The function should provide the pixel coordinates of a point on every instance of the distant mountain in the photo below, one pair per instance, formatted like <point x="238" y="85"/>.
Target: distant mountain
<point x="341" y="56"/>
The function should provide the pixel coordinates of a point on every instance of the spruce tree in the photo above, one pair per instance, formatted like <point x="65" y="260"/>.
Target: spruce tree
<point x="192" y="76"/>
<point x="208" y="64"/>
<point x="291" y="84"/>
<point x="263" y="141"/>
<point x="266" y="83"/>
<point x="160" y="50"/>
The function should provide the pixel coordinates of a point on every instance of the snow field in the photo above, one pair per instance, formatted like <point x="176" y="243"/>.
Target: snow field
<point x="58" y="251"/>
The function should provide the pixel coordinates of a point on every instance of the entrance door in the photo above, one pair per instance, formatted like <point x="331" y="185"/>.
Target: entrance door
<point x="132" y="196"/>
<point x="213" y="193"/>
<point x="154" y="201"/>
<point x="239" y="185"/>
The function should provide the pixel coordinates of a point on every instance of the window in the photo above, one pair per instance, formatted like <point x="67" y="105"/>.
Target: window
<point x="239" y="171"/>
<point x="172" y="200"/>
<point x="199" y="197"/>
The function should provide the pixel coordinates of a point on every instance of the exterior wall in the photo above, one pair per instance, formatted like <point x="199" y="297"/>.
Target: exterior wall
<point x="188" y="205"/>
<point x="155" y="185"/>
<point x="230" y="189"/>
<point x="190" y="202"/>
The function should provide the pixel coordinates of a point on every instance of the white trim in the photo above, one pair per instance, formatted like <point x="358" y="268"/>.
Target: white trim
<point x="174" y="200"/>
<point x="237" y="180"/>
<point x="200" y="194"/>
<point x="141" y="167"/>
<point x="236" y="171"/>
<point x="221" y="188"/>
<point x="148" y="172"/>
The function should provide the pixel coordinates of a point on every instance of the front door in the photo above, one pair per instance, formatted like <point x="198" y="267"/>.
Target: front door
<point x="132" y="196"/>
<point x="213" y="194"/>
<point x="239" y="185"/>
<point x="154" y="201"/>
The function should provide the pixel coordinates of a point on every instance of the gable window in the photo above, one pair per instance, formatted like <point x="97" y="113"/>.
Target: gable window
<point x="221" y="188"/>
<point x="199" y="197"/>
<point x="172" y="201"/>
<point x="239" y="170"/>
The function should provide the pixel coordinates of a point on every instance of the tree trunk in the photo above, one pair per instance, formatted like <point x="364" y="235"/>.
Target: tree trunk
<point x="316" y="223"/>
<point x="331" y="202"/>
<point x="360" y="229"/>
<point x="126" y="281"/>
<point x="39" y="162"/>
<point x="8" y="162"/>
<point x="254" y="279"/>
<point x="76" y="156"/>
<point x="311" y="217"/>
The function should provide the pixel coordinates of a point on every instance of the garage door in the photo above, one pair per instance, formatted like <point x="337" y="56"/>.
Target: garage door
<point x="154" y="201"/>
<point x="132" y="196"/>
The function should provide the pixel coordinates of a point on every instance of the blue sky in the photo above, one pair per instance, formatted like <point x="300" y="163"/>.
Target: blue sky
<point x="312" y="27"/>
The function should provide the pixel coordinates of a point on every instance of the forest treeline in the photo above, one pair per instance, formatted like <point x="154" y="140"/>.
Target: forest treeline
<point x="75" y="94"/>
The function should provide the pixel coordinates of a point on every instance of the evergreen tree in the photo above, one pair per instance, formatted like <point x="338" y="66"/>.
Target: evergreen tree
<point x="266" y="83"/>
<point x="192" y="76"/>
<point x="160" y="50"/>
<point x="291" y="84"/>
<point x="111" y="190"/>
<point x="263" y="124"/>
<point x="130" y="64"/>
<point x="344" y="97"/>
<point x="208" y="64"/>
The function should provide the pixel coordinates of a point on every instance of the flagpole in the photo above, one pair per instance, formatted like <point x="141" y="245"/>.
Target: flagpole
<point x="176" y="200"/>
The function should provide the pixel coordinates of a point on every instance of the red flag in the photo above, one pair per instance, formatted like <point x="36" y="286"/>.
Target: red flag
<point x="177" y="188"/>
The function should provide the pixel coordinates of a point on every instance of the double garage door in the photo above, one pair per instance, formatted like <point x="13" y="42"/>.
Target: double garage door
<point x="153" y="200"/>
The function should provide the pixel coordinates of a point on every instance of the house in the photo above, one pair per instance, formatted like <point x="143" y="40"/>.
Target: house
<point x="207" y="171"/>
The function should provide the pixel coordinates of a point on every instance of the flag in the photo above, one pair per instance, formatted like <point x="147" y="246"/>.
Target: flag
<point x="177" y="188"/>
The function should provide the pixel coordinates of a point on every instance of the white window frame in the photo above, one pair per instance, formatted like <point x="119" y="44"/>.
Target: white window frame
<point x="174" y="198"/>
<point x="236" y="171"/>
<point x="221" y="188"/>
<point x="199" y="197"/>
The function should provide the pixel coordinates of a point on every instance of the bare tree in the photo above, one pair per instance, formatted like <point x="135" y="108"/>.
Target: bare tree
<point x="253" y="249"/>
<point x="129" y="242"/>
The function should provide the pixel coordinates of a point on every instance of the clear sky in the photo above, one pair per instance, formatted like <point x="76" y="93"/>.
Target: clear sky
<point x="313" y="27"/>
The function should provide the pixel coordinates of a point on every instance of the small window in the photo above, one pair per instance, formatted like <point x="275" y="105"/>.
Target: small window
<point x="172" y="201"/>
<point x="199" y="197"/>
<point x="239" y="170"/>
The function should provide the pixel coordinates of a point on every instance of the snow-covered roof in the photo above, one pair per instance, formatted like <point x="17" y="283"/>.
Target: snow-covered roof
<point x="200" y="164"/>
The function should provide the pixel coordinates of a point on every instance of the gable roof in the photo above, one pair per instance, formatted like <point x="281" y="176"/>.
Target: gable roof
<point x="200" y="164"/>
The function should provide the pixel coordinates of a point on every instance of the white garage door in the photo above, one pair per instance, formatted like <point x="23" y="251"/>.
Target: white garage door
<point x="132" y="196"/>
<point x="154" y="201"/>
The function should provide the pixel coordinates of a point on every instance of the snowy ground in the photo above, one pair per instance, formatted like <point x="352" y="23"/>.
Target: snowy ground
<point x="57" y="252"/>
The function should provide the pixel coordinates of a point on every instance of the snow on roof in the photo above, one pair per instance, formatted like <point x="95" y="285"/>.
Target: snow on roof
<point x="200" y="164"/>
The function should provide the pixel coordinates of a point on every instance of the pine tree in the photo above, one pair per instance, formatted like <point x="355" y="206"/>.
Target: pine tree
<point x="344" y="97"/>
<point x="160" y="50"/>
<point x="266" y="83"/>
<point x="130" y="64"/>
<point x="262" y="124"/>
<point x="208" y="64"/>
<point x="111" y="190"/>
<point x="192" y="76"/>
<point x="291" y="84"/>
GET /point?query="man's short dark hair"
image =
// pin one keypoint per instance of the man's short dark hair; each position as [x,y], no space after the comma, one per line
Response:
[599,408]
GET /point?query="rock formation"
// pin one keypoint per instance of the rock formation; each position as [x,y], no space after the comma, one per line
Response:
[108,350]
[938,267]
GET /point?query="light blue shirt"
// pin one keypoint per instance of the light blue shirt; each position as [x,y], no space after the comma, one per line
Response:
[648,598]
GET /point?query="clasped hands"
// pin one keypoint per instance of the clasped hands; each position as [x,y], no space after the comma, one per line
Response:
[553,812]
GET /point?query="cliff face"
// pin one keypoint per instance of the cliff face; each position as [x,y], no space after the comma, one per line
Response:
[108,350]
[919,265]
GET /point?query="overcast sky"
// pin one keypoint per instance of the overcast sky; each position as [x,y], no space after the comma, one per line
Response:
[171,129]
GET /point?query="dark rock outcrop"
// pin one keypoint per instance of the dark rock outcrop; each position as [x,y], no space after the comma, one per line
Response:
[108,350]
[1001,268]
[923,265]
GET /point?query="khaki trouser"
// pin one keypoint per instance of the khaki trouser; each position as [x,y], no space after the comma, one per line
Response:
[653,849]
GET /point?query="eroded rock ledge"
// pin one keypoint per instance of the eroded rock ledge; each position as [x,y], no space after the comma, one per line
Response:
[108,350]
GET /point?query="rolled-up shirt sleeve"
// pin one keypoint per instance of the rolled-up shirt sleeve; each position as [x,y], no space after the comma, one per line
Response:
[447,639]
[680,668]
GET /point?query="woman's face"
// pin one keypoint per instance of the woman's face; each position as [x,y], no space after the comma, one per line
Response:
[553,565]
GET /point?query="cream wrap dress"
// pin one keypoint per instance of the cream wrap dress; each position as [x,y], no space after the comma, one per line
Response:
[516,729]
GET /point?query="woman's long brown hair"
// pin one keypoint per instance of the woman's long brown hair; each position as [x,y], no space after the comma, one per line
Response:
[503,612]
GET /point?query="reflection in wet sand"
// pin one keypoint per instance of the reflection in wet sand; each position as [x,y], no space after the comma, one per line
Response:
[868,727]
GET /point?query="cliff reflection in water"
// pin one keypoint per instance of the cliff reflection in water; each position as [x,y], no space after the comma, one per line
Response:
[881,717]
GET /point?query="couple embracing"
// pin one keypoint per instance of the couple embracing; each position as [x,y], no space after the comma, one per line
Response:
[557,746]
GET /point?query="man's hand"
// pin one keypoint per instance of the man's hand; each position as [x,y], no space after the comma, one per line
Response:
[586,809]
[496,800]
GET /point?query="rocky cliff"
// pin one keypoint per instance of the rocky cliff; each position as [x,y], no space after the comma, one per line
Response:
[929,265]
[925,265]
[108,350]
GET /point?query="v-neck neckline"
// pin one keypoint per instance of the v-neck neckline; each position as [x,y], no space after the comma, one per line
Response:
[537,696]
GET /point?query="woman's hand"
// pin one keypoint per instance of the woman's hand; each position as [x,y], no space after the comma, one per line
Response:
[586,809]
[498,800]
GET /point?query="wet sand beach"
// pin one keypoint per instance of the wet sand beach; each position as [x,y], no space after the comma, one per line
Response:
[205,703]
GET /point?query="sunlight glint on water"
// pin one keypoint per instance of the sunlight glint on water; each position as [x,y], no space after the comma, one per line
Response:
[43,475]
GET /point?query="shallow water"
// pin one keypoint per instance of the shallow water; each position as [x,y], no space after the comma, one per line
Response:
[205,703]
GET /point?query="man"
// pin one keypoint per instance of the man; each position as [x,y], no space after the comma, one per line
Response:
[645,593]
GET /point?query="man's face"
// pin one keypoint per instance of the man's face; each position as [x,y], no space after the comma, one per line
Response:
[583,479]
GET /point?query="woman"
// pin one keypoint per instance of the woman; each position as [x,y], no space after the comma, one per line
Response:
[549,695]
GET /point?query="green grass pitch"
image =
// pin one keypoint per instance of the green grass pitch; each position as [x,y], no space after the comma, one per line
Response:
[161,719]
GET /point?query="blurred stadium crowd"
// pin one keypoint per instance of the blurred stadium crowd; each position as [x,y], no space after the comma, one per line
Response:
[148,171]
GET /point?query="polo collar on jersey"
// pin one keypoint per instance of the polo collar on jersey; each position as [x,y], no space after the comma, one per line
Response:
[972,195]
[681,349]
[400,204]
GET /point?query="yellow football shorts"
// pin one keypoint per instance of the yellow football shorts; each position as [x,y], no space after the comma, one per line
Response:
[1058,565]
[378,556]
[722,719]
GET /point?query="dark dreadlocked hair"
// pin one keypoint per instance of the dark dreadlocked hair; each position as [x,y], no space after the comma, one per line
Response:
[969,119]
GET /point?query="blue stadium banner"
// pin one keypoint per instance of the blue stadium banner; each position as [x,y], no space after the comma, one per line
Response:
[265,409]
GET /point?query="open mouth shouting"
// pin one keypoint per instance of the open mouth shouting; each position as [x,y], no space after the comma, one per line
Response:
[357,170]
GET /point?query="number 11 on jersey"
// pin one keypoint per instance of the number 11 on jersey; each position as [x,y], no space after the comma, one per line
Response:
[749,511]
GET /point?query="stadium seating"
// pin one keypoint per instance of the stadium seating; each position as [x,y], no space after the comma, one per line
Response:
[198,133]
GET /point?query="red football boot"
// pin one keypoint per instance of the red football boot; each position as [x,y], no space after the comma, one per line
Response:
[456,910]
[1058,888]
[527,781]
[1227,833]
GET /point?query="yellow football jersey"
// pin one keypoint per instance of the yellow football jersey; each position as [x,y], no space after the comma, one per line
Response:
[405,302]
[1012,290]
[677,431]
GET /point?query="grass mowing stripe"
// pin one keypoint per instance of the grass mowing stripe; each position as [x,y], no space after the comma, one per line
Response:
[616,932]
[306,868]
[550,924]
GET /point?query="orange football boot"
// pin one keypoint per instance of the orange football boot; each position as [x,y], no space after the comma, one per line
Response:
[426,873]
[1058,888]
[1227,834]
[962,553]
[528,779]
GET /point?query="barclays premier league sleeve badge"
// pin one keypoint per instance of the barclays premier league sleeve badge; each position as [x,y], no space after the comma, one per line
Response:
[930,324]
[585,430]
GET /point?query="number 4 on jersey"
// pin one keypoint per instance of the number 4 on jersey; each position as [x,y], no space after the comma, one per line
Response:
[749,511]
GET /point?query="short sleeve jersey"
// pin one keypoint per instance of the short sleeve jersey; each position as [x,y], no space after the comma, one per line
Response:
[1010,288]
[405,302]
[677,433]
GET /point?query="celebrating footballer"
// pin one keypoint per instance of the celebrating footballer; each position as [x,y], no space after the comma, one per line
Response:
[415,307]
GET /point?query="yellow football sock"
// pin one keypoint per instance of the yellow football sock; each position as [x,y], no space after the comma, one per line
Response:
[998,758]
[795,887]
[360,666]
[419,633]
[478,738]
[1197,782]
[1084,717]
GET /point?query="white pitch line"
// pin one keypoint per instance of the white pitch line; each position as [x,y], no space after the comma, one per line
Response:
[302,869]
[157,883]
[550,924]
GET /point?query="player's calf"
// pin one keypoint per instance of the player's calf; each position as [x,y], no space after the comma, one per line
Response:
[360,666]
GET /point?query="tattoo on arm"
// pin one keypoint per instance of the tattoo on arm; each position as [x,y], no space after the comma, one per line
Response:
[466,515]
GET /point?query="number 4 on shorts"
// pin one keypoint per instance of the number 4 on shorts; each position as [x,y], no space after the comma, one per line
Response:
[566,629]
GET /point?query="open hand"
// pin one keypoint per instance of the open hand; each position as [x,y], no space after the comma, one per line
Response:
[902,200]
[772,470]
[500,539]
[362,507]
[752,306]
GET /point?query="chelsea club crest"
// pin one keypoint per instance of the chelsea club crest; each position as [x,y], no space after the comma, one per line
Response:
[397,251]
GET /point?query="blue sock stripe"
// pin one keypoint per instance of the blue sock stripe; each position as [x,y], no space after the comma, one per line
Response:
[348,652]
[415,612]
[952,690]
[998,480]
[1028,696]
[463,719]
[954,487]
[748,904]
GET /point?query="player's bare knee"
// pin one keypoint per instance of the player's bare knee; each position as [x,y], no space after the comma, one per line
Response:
○ ○ ○ ○ ○ ○ ○
Given instruction: Find every line in the rows above that contains the word "khaki" and copy each line in full. Case counts.

The output:
GET /point?query="khaki trouser"
// pin one keypoint per instance of the khaki trouser; each position as [x,y], no space after the comma, one per line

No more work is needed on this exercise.